Document section:
-- START --

Question

11 multiple choice 1 point
question 9
what are the solutions to the equation $2x^2 - 5x - 1 = 0$
$\bigcirc$ $x = \frac{-5\pm\sqrt{17}}{4}$
$\bigcirc$ $x = \frac{5\pm\sqrt{17}}{4}$
$\bigcirc$ $x = \frac{-5\pm\sqrt{33}}{4}$
$\bigcirc$ $x = \frac{5\pm\sqrt{33}}{4}$
12 essay 2 points
question 10
consider the equation $x^2 - 39 = 0$
a. does the quadratic formula work to solve this equation? explain or show how you know.
b. can you solve this equation using square roots? explain or show how you know.

-- END --

Dataset rows:
-- START --

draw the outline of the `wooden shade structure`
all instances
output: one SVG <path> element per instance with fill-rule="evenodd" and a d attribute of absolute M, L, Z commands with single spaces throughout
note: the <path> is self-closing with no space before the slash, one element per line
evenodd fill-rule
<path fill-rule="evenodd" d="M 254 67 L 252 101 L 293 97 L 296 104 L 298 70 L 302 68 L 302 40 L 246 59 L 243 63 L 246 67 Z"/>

-- END --

Task to complete: Reproduce the quadratic equations quiz from "11 multiple choice" up to and including "equation? explain or show how you know.". Work only from the quadratic equations quiz, not from the records.

Output below:
11 multiple choice 1 point
question 9
what are the solutions to the equation $2x^2 - 5x - 1 = 0$
$\bigcirc$ $x = \frac{-5\pm\sqrt{17}}{4}$
$\bigcirc$ $x = \frac{5\pm\sqrt{17}}{4}$
$\bigcirc$ $x = \frac{-5\pm\sqrt{33}}{4}$
$\bigcirc$ $x = \frac{5\pm\sqrt{33}}{4}$
12 essay 2 points
question 10
consider the equation $x^2 - 39 = 0$
a. does the quadratic formula work to solve this equation? explain or show how you know.